EXERCISE: Turn every line of the rows below into a JSON list of strings, one string per line, leaving out blank lines.

Data drawn from a collection
★ ★ ★

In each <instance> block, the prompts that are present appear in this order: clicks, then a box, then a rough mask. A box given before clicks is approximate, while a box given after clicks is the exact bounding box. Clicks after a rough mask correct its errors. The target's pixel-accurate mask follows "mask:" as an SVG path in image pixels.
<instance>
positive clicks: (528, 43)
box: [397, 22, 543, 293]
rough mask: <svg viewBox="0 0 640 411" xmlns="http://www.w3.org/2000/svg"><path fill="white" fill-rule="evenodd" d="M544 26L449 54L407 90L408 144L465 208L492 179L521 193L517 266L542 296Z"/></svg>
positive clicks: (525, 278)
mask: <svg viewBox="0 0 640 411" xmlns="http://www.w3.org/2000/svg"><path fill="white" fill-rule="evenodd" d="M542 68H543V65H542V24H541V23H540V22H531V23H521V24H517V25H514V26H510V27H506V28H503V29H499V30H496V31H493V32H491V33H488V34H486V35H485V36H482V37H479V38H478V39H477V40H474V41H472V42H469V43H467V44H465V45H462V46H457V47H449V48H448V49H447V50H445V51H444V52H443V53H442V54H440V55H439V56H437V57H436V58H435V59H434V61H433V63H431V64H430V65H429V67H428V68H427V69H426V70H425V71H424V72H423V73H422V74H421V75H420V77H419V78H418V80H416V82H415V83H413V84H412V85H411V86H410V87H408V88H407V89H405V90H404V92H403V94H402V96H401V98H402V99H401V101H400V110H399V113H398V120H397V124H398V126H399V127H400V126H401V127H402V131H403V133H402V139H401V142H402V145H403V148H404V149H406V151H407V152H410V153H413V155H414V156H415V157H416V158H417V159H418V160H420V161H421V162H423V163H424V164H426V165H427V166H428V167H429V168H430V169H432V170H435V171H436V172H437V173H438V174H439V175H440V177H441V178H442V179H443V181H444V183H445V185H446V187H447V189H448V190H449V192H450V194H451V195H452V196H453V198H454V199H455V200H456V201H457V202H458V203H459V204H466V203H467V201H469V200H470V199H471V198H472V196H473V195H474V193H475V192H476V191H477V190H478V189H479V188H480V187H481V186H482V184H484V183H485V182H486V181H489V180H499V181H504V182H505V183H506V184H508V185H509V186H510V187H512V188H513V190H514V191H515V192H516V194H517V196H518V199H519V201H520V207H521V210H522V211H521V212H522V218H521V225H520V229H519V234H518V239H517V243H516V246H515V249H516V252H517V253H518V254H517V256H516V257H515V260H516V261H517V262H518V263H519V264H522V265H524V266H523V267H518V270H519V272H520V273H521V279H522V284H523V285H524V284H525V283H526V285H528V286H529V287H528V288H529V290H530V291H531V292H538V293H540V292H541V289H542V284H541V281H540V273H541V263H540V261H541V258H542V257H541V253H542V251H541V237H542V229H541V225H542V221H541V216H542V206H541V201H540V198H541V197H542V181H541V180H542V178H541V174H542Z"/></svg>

★ ★ ★

RESPONSE TO THE TASK:
[
  "In each <instance> block, the prompts that are present appear in this order: clicks, then a box, then a rough mask. A box given before clicks is approximate, while a box given after clicks is the exact bounding box. Clicks after a rough mask correct its errors. The target's pixel-accurate mask follows \"mask:\" as an SVG path in image pixels.",
  "<instance>",
  "positive clicks: (528, 43)",
  "box: [397, 22, 543, 293]",
  "rough mask: <svg viewBox=\"0 0 640 411\" xmlns=\"http://www.w3.org/2000/svg\"><path fill=\"white\" fill-rule=\"evenodd\" d=\"M544 26L449 54L407 90L408 144L465 208L492 179L521 193L517 266L542 296Z\"/></svg>",
  "positive clicks: (525, 278)",
  "mask: <svg viewBox=\"0 0 640 411\" xmlns=\"http://www.w3.org/2000/svg\"><path fill=\"white\" fill-rule=\"evenodd\" d=\"M542 68H543V65H542V24H541V23H540V22H531V23H521V24H517V25H514V26H510V27H506V28H503V29H499V30H496V31H493V32H491V33H488V34H486V35H485V36H482V37H479V38H478V39H477V40H474V41H472V42H469V43H467V44H465V45H462V46H457V47H449V48H448V49H447V50H445V51H444V52H443V53H442V54H440V55H439V56H437V57H436V58H435V59H434V61H433V63H431V64H430V65H429V67H428V68H427V69H426V70H425V71H424V72H423V73H422V74H421V75H420V77H419V78H418V80H416V82H415V83H413V84H412V85H411V86H410V87H408V88H407V89H405V90H404V92H403V94H402V96H401V98H402V99H401V101H400V110H399V113H398V120H397V124H398V126H399V127H400V126H401V127H402V131H403V133H402V139H401V142H402V145H403V148H404V149H406V151H407V152H410V153H413V155H414V156H415V157H416V158H417V159H418V160H420V161H421V162H423V163H424V164H426V165H427V166H428V167H429V168H430V169H432V170H435V171H436V172H437V173H438V174H439V175H440V177H441V178H442V179H443V181H444V183H445V185H446V187H447V189H448V190H449V192H450V194H451V195H452V196H453V198H454V199H455V200H456V201H457V202H458V203H459V204H466V203H467V201H469V200H470V199H471V198H472V196H473V195H474V193H475V192H476V191H477V190H478V189H479V188H480V187H481V186H482V184H484V183H485V182H486V181H489V180H499V181H504V182H505V183H506V184H508V185H509V186H510V187H512V188H513V190H514V191H515V192H516V194H517V196H518V199H519V201H520V207H521V210H522V211H521V212H522V218H521V225H520V229H519V234H518V239H517V243H516V246H515V249H516V252H517V253H518V254H517V256H516V257H515V260H516V261H517V262H518V263H519V264H522V265H524V266H523V267H518V270H519V272H520V273H521V279H522V284H523V285H524V284H525V283H526V285H528V286H529V287H528V288H529V290H530V291H531V292H538V293H540V292H541V289H542V284H541V281H540V273H541V263H540V261H541V258H542V257H541V253H542V251H541V237H542V229H541V225H542V221H541V216H542V206H541V201H540V198H541V197H542V181H541V180H542V178H541V174H542Z\"/></svg>"
]